§ **Task instructions**: Return all of the entries, keeping every word and mark as it is.

§ **Available records**:
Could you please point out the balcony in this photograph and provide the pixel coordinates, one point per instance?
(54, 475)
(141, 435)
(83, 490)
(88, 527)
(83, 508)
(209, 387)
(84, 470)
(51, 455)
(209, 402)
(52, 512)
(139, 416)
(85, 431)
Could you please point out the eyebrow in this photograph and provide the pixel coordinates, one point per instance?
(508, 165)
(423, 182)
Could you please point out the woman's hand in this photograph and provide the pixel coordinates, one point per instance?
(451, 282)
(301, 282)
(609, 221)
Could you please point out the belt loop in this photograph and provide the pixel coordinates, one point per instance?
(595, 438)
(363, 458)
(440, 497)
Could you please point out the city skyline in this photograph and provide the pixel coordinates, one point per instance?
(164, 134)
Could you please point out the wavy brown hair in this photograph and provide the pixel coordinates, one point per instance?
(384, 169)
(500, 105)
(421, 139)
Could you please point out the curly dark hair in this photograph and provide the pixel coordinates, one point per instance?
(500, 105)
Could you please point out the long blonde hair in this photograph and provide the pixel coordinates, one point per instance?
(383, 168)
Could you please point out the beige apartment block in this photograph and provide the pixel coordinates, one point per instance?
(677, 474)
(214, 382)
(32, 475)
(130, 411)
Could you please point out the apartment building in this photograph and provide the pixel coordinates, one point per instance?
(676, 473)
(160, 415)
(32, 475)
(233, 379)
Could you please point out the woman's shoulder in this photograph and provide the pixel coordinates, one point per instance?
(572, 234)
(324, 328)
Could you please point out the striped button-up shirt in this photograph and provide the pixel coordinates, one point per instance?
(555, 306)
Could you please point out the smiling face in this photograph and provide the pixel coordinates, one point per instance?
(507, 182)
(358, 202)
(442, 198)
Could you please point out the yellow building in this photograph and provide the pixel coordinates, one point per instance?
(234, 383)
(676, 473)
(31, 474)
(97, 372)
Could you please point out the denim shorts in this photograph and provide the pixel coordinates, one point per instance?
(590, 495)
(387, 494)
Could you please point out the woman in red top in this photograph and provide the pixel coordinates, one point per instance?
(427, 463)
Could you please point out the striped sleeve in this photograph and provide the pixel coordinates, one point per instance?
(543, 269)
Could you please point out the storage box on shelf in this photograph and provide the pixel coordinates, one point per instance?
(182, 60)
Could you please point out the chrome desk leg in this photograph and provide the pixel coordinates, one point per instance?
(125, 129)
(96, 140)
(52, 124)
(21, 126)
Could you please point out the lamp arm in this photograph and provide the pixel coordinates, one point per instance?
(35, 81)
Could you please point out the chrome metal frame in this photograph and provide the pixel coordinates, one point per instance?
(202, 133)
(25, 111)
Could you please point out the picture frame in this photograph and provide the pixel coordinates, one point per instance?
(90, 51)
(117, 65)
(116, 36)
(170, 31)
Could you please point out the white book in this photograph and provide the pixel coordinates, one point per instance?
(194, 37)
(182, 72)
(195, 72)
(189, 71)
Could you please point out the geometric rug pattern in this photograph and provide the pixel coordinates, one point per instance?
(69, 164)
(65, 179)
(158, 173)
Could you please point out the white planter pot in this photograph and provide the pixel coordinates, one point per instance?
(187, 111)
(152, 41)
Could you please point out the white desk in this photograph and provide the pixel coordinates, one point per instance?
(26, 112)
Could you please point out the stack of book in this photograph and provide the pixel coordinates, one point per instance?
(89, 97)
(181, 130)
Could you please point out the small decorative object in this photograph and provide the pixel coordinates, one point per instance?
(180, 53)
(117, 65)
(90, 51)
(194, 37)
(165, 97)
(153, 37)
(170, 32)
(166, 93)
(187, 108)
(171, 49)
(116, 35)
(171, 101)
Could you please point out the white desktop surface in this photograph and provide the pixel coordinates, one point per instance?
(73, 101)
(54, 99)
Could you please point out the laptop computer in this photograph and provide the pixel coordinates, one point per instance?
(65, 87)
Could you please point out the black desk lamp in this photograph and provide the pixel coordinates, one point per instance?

§ **Exercise output**:
Could you please point out the balcony in this photograph and provide the pixel coordinates, one point per instance?
(54, 475)
(141, 435)
(83, 490)
(88, 527)
(83, 508)
(209, 387)
(84, 470)
(51, 455)
(209, 402)
(52, 512)
(139, 416)
(85, 431)
Could you please point out the eyebrow in this photograph and provide the pixel coordinates, one point per instance?
(508, 165)
(423, 182)
Could you please point out the woman's hand in this photograph and provide the pixel coordinates, one point per instance?
(451, 282)
(301, 282)
(609, 221)
Could you please point out the belt loop in this photograph and provide the pixel coordinates, one point per instance?
(595, 438)
(363, 458)
(440, 497)
Could you please point out the city skyline in this photograph and provide the pixel coordinates, one point per instance?
(164, 134)
Could you please point out the wavy brown hair in this photograph and provide the pixel coordinates, one point per instance?
(384, 169)
(500, 105)
(421, 139)
Could you please point out the curly dark hair in this photograph and provide the pixel coordinates, one point per instance?
(500, 105)
Could you please point out the long blonde hair in this photograph and provide the pixel coordinates, one point per instance?
(383, 168)
Could you please point out the beige apartment block in this photograph and provide the pixel coordinates, one point per instance?
(677, 474)
(214, 382)
(32, 475)
(130, 411)
Could you please point out the apartment building in this photograph and provide the pixel coordinates, one point per instance?
(676, 473)
(160, 415)
(32, 475)
(233, 379)
Could you please point out the woman's shoulder in this photograph and provide the pixel coordinates, one point per instance?
(572, 234)
(324, 328)
Could you please point out the striped button-up shirt in this photograph and provide the pixel coordinates, one point per instance?
(555, 306)
Could you please point out the smiling face in this photograph and provide the pixel coordinates, one point per instance?
(507, 182)
(358, 202)
(442, 198)
Could you please point out the yellow building in this photograph and provide the pixel coordinates, one point per instance?
(234, 383)
(676, 473)
(31, 474)
(97, 372)
Could you please point out the denim shorts in this photograph and provide the pixel coordinates, one point per instance?
(590, 495)
(387, 494)
Could you please point out the woman in red top in this photograph and provide the pixel coordinates, one point per instance?
(427, 463)
Could you please point out the striped sleeve in this photograph and provide the pixel coordinates, one point per instance?
(543, 269)
Could you please point out the storage box on shelf in this photograph and provide the pixel coordinates, one point per instance?
(182, 60)
Could you please point out the chrome desk leg in this photograph and provide the pixel coordinates, one point per instance?
(125, 129)
(96, 140)
(52, 124)
(21, 126)
Could you please point out the lamp arm in this photograph and provide the pixel coordinates, one point per instance?
(35, 81)
Could you please point out the chrome metal frame in this photograph and provide the pixel coordinates, one point per instance?
(202, 133)
(25, 111)
Could you please point out the picture frame in this photograph and provide the pixel coordinates, one point per instance?
(90, 51)
(117, 65)
(116, 36)
(170, 31)
Could you please point out the white book in this photograph and provide the pixel coordinates, one point per instance?
(194, 37)
(182, 72)
(195, 72)
(189, 71)
Could you please point out the geometric rug pattern in this photograph and provide the pixel coordinates, one point per instance?
(69, 164)
(65, 179)
(158, 173)
Could you please point out the white planter pot in this photograph and provide the pixel coordinates, one point per instance?
(187, 111)
(152, 41)
Could you please point out the white desk in this photograph and provide the pixel coordinates, one point per instance?
(26, 112)
Could you please point out the stack of book in this photograph and provide the pixel coordinates, one point per instance?
(89, 97)
(181, 130)
Could you please point out the small decorative object in this photograph and provide the pixel coordinates, one point per instance?
(180, 53)
(117, 65)
(90, 51)
(194, 37)
(165, 97)
(153, 37)
(170, 32)
(166, 93)
(187, 108)
(171, 49)
(116, 35)
(171, 101)
Could you please point out the white desktop surface in this photograph and provide the pixel coordinates, one point per instance?
(73, 101)
(54, 99)
Could you please point out the laptop computer in this photograph and provide the pixel coordinates, one point per instance?
(65, 87)
Could you please point out the black desk lamp in this photograph and provide the pixel coordinates, one point per instance?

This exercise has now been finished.